§ **Data for this task**:

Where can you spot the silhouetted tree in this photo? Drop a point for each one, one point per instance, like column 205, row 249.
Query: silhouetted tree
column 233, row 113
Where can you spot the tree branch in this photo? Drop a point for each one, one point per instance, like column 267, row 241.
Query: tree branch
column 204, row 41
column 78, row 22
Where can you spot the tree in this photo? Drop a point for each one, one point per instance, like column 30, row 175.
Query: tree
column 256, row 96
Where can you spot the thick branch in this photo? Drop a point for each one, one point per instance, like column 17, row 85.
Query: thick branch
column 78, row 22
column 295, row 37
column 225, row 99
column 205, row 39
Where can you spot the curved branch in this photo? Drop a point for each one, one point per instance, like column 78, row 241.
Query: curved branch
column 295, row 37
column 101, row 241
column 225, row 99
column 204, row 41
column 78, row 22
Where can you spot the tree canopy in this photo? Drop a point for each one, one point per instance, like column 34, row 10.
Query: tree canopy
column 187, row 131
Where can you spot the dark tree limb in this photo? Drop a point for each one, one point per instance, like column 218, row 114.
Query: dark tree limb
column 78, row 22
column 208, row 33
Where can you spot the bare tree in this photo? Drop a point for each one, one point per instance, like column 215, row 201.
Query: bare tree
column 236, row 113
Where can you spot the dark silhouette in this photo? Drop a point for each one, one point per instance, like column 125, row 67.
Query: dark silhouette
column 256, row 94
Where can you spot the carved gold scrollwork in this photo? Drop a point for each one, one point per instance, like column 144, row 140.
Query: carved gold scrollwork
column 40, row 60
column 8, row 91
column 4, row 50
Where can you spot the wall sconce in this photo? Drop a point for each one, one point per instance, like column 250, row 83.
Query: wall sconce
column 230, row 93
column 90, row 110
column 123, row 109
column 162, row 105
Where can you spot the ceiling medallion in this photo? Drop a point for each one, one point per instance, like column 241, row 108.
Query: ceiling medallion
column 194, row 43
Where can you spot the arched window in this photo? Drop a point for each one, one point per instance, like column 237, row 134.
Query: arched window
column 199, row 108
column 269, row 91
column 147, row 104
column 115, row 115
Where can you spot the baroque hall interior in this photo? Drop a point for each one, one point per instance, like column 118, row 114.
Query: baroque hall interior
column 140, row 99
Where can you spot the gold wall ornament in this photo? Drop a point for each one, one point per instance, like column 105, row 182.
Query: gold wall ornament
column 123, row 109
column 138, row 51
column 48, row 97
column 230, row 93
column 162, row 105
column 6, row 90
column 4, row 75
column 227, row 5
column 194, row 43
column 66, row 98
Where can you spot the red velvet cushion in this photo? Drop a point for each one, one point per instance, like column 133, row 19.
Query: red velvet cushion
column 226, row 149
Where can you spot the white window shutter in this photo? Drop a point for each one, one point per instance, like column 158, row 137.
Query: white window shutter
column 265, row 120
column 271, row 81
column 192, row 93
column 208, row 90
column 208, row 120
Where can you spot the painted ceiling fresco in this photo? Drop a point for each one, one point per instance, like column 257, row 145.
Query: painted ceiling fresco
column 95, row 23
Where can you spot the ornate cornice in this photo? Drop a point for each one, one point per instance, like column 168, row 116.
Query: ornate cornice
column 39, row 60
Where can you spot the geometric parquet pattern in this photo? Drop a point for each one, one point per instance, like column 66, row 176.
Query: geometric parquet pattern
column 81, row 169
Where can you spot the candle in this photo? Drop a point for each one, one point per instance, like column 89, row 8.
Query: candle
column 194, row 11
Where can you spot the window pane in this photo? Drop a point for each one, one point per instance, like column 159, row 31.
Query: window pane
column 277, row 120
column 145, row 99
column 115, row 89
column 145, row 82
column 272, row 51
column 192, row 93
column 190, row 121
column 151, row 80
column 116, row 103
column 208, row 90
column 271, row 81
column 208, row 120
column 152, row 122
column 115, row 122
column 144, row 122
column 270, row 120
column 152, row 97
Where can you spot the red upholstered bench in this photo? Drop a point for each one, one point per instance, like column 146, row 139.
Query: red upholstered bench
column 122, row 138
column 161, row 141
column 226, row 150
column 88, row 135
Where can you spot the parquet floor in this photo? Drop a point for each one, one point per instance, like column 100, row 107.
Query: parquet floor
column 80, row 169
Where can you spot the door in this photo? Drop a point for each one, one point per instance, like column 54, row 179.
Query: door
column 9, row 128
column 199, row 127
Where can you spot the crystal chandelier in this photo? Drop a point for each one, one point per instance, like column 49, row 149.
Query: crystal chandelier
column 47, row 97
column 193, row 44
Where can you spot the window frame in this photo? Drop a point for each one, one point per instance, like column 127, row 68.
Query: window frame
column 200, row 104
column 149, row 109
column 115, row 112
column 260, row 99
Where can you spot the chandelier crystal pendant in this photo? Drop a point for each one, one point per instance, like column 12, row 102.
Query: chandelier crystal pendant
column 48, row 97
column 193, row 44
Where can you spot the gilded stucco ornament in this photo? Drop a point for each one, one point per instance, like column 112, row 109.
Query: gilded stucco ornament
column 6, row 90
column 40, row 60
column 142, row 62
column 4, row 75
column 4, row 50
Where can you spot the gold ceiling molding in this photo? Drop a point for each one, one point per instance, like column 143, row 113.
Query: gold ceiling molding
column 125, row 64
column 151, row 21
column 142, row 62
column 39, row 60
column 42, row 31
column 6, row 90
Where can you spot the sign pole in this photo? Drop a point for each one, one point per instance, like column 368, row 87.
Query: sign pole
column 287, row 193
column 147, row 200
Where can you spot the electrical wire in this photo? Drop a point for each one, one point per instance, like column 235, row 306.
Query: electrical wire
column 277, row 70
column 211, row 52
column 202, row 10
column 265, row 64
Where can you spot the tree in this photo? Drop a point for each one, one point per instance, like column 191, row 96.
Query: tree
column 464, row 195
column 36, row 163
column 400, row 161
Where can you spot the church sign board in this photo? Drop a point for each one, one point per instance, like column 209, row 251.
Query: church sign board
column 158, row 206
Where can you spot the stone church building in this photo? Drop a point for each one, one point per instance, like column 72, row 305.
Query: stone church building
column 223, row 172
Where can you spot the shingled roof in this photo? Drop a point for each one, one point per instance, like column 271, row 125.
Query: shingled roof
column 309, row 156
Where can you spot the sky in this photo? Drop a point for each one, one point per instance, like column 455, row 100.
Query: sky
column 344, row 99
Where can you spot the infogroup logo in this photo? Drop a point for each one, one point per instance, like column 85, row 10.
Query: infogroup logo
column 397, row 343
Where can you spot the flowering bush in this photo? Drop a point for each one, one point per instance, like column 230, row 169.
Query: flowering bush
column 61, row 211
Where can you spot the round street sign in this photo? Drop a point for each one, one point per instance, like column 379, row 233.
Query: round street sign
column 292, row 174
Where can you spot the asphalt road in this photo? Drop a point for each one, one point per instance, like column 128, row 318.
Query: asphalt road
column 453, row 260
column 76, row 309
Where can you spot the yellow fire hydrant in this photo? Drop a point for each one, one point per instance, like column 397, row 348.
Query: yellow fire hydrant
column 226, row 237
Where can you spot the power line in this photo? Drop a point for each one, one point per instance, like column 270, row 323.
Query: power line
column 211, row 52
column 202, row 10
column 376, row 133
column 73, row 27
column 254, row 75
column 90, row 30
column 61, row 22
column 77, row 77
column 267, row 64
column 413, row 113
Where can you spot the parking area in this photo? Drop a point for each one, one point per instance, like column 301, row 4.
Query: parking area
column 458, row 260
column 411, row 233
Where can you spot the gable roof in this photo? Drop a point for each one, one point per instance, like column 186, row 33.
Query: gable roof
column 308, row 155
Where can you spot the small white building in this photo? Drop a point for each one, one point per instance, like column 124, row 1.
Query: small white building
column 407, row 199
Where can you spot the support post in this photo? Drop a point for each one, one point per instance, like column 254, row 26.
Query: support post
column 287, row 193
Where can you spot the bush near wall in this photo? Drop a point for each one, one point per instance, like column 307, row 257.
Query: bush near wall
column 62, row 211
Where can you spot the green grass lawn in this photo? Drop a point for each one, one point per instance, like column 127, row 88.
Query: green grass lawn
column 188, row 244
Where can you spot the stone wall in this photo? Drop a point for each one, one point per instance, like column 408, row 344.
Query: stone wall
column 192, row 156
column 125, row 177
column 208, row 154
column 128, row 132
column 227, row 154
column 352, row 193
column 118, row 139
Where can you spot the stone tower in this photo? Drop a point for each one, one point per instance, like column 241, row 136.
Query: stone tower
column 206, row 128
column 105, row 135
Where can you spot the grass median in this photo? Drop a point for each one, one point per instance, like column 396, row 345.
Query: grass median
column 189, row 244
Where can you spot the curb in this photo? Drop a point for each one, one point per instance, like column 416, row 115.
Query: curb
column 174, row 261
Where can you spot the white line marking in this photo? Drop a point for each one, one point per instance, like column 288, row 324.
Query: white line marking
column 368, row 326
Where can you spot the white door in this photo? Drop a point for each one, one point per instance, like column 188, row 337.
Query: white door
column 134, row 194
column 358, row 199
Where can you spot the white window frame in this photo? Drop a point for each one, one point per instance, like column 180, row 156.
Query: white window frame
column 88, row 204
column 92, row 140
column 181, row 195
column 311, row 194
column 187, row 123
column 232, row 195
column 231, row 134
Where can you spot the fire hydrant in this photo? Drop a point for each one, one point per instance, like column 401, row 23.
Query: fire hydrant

§ **Exercise**: The answer is to be the lines from the one holding "Where can you spot the white door" through the end of the data above, transcribed character for character, both ends included.

§ **Result of this exercise**:
Where can you spot the white door in this photo? Drop a point for each one, one point per instance, like column 188, row 337.
Query: white door
column 134, row 194
column 358, row 199
Where can you spot the white window frame in this photo? Drop a point for each one, one point per instance, like column 180, row 156.
Query: white window frame
column 88, row 204
column 92, row 140
column 181, row 195
column 311, row 194
column 187, row 123
column 232, row 195
column 231, row 134
Where can you spot the fire hydrant in this photo? Drop a point for each one, one point per instance, like column 401, row 23.
Query: fire hydrant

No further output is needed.